### What you are asked to do:
Omit the pictures, then reproduce every remaining record exactly.
-- start --
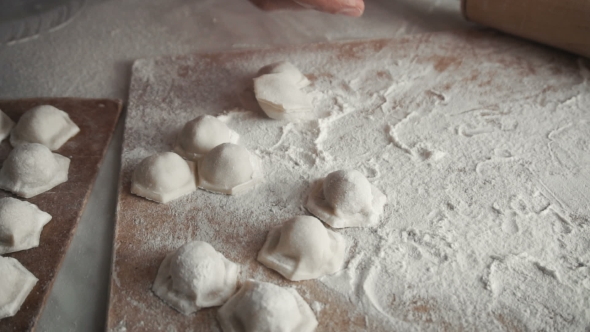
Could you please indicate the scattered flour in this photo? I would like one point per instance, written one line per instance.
(480, 143)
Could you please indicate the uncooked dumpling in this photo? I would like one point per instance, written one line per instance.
(229, 169)
(302, 248)
(163, 177)
(21, 224)
(195, 276)
(264, 307)
(280, 98)
(16, 282)
(346, 199)
(45, 125)
(6, 125)
(31, 169)
(289, 70)
(201, 135)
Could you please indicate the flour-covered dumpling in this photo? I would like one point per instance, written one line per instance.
(45, 125)
(201, 135)
(281, 99)
(195, 276)
(302, 248)
(264, 307)
(229, 169)
(6, 125)
(31, 169)
(346, 199)
(16, 282)
(287, 68)
(21, 224)
(163, 177)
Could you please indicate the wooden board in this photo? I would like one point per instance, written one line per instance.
(97, 119)
(168, 91)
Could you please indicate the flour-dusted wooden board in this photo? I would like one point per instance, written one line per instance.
(439, 122)
(97, 119)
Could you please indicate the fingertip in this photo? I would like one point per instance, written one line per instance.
(355, 9)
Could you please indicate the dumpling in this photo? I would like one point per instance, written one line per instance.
(346, 199)
(281, 99)
(45, 125)
(195, 276)
(16, 284)
(6, 125)
(229, 169)
(201, 135)
(302, 248)
(21, 224)
(163, 177)
(264, 307)
(290, 71)
(31, 169)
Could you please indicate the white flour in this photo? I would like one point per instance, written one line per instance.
(484, 158)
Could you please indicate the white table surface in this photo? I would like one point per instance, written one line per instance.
(91, 57)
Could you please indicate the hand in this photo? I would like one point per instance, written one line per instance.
(353, 8)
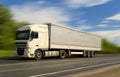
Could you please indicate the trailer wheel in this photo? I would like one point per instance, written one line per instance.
(84, 54)
(62, 54)
(38, 55)
(92, 54)
(88, 54)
-- end --
### Answer below:
Could you please indicate the scattered flour in this photo? I would like one point per instance, written one line per instance.
(480, 143)
Could you please indicate the uncooked dumpling in this photo? I would like one point per instance, written one line per instance.
(229, 169)
(302, 248)
(163, 177)
(21, 224)
(195, 276)
(264, 307)
(280, 98)
(16, 282)
(346, 199)
(45, 125)
(6, 125)
(31, 169)
(289, 70)
(201, 135)
Could you please indicate the flour-covered dumpling in this photo? I would like one point per instance, written one line per instance.
(45, 125)
(201, 135)
(281, 99)
(195, 276)
(302, 248)
(264, 307)
(229, 169)
(6, 125)
(31, 169)
(346, 199)
(16, 282)
(287, 68)
(21, 224)
(163, 177)
Could you please indicate the wooden board in this photo? I would like one point per instance, written one line per instance.
(97, 119)
(168, 91)
Could you please indicate the flour-dusted wooden board in this photo? I would like one point per instance, written one line per instance.
(439, 122)
(97, 119)
Could you please indicate the fingertip in this photo? I would like one point per instance, written one line per instance.
(355, 9)
Could you please indicate the dumpling in this photo? I would like one point per instance, written one line per instance.
(346, 199)
(281, 99)
(45, 125)
(195, 276)
(16, 284)
(6, 125)
(229, 169)
(201, 135)
(302, 248)
(21, 224)
(163, 177)
(264, 307)
(290, 71)
(31, 169)
Could you please indicate the white flour in this photo? I would like one point per instance, written one line per instance.
(484, 158)
Could you please indicate the white table surface in this photo? I would like one point per instance, written one line per instance.
(91, 57)
Could you please indicate the hand in this photo? I would like one point per instance, written one line per instance.
(353, 8)
Could you please indicate the trailer wheel in this photo? I would like one point per instance, written one line per instance.
(84, 54)
(62, 54)
(38, 55)
(92, 54)
(88, 54)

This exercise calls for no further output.